→ **Material supplied**

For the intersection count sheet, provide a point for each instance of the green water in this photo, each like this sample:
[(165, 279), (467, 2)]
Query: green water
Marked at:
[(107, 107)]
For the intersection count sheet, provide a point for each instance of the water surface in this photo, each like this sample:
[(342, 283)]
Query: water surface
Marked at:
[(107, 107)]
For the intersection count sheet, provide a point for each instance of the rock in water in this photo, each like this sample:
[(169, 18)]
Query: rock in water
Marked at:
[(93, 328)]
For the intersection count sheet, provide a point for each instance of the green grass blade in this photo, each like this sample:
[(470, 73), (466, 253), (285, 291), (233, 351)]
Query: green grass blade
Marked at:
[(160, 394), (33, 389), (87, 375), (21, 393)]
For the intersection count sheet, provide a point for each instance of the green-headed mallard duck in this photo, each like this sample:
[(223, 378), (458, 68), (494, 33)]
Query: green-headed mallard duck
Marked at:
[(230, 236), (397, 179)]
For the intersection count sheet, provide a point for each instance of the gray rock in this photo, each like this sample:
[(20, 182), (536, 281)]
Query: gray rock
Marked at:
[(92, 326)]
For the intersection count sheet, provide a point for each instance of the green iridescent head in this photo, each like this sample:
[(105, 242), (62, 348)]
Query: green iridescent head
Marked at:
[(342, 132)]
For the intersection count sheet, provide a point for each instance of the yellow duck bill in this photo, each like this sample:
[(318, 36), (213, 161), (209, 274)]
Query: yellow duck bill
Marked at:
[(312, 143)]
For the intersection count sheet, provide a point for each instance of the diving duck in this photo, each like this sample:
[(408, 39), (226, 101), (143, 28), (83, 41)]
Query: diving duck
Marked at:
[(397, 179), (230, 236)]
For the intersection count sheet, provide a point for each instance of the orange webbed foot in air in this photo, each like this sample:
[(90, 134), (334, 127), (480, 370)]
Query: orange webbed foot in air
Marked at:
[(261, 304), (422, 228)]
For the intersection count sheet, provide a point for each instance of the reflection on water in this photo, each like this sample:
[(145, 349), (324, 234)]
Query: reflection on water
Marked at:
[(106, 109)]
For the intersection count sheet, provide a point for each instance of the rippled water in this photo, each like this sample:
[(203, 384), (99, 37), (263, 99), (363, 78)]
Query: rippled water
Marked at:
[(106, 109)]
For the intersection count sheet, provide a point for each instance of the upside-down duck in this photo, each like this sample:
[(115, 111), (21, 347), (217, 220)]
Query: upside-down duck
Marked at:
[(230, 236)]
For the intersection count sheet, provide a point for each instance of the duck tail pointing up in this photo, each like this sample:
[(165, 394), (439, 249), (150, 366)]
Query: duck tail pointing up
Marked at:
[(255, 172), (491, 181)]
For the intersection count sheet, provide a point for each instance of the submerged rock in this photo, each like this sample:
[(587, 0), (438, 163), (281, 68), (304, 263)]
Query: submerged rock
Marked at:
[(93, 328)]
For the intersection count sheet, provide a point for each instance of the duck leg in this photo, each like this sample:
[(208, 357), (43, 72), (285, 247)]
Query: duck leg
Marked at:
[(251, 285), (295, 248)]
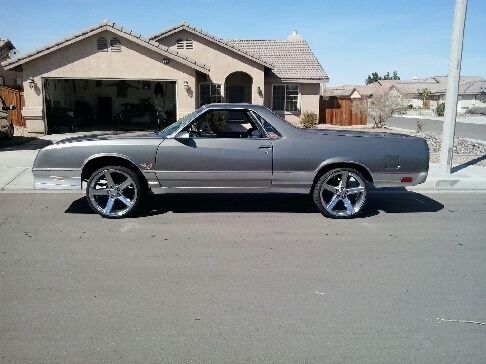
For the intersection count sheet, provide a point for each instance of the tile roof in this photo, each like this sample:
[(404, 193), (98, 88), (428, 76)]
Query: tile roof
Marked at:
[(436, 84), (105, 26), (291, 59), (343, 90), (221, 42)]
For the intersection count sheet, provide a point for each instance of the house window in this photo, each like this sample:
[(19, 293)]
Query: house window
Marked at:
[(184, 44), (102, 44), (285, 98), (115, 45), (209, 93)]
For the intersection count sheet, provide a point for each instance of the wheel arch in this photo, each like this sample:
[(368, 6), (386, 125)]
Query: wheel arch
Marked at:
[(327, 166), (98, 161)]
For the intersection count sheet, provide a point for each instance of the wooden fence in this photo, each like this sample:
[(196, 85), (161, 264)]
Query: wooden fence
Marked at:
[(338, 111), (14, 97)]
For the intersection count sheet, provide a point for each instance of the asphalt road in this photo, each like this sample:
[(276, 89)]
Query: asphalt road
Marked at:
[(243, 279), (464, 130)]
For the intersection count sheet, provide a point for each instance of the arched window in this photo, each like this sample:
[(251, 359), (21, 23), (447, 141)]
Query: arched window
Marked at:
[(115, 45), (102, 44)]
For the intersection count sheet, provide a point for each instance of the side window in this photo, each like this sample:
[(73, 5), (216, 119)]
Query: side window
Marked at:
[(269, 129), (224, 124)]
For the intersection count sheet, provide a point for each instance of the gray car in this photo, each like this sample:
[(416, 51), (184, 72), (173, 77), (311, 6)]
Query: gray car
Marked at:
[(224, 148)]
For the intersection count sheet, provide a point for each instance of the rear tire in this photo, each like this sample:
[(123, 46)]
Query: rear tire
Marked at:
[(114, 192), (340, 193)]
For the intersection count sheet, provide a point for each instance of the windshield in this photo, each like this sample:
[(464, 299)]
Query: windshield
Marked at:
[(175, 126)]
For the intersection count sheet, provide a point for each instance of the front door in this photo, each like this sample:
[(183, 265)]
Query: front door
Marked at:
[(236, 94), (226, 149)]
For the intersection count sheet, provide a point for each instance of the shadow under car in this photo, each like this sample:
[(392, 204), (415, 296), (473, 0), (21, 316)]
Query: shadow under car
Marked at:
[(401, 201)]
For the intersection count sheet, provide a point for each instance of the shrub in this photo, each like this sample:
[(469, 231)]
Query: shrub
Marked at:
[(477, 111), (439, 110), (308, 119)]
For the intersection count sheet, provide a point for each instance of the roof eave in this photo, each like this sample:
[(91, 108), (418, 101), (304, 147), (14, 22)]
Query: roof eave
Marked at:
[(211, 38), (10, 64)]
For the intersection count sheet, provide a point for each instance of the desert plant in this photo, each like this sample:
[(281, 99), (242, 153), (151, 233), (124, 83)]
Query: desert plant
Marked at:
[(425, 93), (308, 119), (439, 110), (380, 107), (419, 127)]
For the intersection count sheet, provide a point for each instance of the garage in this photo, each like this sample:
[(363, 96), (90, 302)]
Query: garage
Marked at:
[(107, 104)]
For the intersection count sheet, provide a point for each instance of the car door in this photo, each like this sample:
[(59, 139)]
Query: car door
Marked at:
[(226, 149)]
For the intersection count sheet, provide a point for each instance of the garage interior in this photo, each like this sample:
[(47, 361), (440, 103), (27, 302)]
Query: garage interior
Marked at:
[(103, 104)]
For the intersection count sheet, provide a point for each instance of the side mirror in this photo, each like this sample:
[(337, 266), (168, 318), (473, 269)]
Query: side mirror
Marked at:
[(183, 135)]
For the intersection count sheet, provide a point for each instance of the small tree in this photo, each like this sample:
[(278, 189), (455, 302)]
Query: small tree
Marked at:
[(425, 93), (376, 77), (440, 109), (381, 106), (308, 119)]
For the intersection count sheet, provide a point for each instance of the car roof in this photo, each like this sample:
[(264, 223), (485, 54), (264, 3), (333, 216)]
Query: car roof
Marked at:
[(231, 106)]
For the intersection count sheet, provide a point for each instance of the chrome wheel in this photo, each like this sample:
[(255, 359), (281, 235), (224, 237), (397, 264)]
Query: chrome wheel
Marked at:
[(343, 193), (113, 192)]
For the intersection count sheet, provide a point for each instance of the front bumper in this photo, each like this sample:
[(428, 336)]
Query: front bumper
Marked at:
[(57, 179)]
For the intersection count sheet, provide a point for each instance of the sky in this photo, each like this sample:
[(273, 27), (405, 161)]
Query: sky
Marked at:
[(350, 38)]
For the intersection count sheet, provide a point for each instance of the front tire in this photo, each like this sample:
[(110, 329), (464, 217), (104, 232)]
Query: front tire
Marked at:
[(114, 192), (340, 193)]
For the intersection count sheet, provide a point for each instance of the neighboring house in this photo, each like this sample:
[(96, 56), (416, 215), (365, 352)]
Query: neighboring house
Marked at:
---
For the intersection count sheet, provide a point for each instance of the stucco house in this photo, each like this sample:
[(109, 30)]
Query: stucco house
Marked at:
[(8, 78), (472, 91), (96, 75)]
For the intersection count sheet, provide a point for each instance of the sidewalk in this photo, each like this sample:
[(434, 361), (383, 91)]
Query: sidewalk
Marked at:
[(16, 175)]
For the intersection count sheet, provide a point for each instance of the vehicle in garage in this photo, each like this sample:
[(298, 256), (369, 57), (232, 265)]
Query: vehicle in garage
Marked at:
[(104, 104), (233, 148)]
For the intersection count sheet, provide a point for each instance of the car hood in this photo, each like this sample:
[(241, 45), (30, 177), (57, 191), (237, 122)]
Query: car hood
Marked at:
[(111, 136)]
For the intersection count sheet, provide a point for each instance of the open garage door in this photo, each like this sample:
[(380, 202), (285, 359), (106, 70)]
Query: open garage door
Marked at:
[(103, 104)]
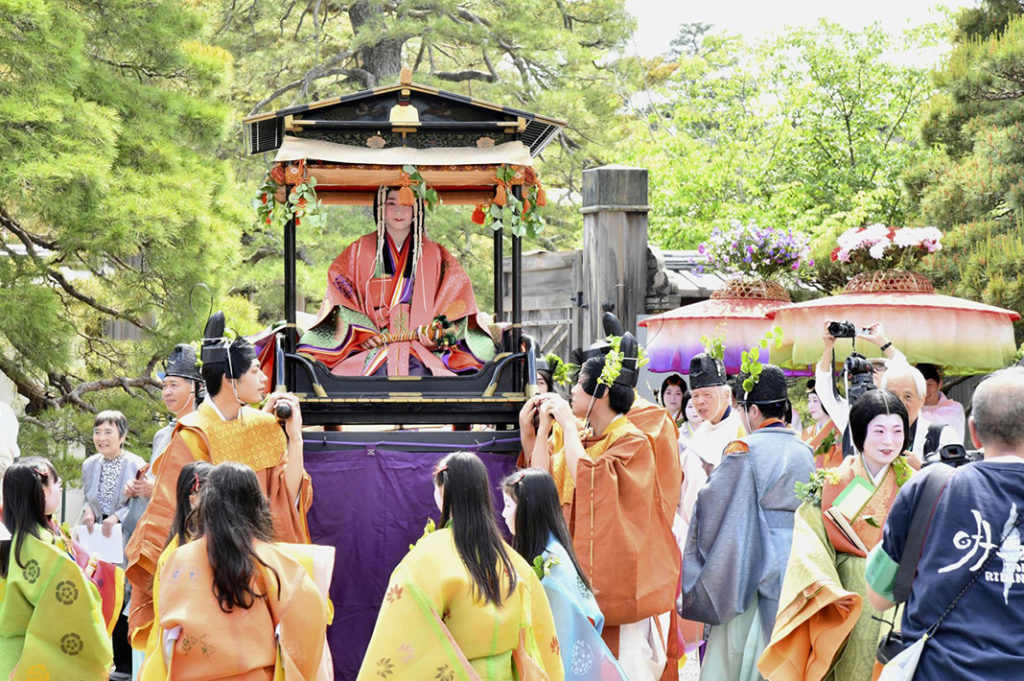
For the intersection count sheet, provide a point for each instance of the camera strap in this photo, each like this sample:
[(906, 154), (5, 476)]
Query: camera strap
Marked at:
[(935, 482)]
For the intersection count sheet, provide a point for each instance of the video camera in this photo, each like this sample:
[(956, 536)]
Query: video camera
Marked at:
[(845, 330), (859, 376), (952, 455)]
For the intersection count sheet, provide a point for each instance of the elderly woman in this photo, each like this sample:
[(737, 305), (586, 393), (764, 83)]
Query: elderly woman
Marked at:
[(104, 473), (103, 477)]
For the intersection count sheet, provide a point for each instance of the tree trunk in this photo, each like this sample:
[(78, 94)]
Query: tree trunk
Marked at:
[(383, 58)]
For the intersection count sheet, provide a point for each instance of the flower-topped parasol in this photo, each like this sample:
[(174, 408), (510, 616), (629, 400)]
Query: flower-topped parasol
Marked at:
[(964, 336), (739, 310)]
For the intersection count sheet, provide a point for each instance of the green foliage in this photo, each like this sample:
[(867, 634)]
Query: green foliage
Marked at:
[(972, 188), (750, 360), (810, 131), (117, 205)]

→ **Written problem**
Reproduce the data from the line containing "the green water" through the line containing "[(261, 304), (422, 228)]", inclusive, swapping "Query" for "Label" and leaving all else unchanged.

→ **Solution for this problem**
For the intersection count sheet, provide a point for each instance of the green water in this photo, each like this sample:
[(165, 279), (467, 2)]
Label: green water
Marked at:
[(107, 107)]
For the intersection count sheet, provide a point for each instance of the water surface in this photo, each like this sample:
[(342, 283)]
Label: water surface
Marked at:
[(107, 107)]
For the intersection count sheet, provide a point for each instance of the rock in water in this photo, each like this sample:
[(169, 18)]
Label: rock in water
Marked at:
[(93, 328)]
For the intersection count sheet, provide a point for each instance of the green grass blade in this photo, each like this sample:
[(470, 73), (466, 253), (285, 291), (233, 351)]
Label: green grass blade
Marked at:
[(160, 394), (33, 389), (87, 375), (21, 393)]
For the intersection count sheet, provide a point for each instance of the green-headed mallard duck in this photo, each like this sample:
[(223, 378), (458, 68), (494, 33)]
Label: green-headed mallard duck
Marked at:
[(230, 236), (397, 179)]
For the intersection count sheet, provide a point for each instance of the gray rock in this photo, each like this sample:
[(20, 182), (536, 281)]
Label: gray rock
Marked at:
[(92, 326)]
For the intersection count sheet, provide a point for each instance of the green iridescent head in this photo, each like this sample:
[(105, 242), (62, 348)]
Label: green iridescent head
Marked at:
[(342, 132)]
For the intersection count sheet, provide a point for each instance of the yellow duck bill in this photo, each like this sample:
[(318, 36), (213, 161), (209, 274)]
Label: yellow duck bill
Marked at:
[(312, 143)]
For the intersection count sheet, provide a point for each instance of the diving duck in this photo, each like this sample:
[(408, 39), (226, 101), (143, 28), (83, 41)]
Label: diving duck
Marked at:
[(397, 179), (230, 236)]
For the intersection count sheet, provide a point for each instance of the orange webbed foot in air in this photo, each like this sample:
[(90, 134), (334, 127), (480, 370)]
Label: orange webbed foot in air
Marked at:
[(261, 304), (422, 228)]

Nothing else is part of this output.